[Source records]
┏━━

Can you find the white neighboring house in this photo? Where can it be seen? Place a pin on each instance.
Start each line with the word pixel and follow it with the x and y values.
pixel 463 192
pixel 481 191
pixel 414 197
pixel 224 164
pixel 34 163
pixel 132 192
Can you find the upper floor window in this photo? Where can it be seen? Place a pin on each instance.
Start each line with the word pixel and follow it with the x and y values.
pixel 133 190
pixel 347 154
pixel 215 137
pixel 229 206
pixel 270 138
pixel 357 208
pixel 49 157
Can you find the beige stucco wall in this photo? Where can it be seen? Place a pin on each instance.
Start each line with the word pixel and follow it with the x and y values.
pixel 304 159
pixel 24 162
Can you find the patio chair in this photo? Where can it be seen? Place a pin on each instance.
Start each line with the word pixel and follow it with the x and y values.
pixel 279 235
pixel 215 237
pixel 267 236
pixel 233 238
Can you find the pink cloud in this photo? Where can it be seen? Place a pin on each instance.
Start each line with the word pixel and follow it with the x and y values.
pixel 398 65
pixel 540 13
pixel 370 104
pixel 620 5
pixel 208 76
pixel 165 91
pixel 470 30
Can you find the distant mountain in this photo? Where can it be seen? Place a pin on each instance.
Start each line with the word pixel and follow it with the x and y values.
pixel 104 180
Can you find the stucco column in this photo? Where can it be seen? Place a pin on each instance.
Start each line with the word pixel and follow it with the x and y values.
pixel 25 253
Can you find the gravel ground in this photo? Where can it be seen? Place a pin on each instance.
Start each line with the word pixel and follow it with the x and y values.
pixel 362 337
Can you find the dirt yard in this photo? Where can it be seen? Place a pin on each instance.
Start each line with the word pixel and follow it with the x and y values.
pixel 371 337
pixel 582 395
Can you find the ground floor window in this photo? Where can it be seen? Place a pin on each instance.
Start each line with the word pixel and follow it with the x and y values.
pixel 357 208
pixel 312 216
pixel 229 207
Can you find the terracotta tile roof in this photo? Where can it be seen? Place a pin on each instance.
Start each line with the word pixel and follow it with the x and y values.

┗━━
┏━━

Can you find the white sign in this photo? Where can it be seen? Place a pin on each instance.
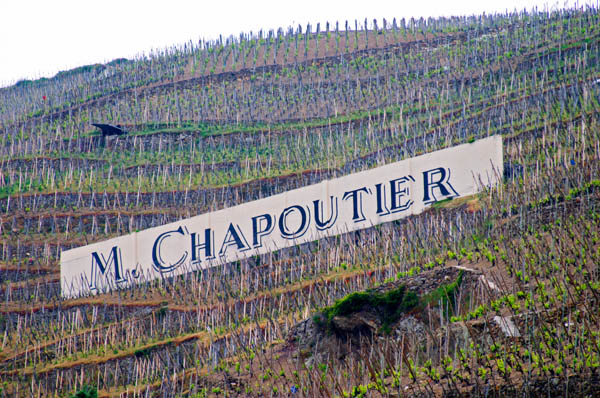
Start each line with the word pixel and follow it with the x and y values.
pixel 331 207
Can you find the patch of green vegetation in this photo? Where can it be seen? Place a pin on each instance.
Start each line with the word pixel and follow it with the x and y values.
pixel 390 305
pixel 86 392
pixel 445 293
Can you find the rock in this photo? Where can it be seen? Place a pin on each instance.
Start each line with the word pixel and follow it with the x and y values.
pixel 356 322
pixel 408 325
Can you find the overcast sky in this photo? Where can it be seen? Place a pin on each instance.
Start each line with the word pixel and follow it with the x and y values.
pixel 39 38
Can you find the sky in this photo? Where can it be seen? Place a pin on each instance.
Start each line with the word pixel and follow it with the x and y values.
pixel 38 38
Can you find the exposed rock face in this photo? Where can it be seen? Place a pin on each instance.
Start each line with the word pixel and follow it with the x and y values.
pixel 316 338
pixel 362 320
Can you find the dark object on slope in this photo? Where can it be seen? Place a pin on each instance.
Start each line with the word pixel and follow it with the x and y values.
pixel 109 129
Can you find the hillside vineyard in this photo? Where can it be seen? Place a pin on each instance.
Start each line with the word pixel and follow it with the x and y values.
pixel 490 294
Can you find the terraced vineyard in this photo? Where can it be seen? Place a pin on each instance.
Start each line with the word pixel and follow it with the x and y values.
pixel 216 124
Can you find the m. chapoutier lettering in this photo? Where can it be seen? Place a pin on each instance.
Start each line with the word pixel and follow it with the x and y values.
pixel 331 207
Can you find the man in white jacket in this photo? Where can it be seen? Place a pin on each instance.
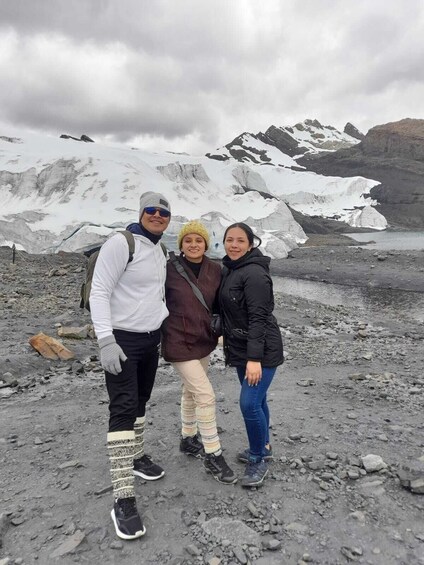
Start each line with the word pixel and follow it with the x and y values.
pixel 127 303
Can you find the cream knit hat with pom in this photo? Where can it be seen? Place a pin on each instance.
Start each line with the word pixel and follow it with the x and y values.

┗━━

What you are asked to do:
Show the lines where the word "vineyard" appears in the entries.

Response to the task:
Can you find the hillside vineyard in this photo? Where can it be seen? Place a pin on each instance.
Can you find the terraced vineyard in this photo? Where can it be seen? Place a pin on each instance.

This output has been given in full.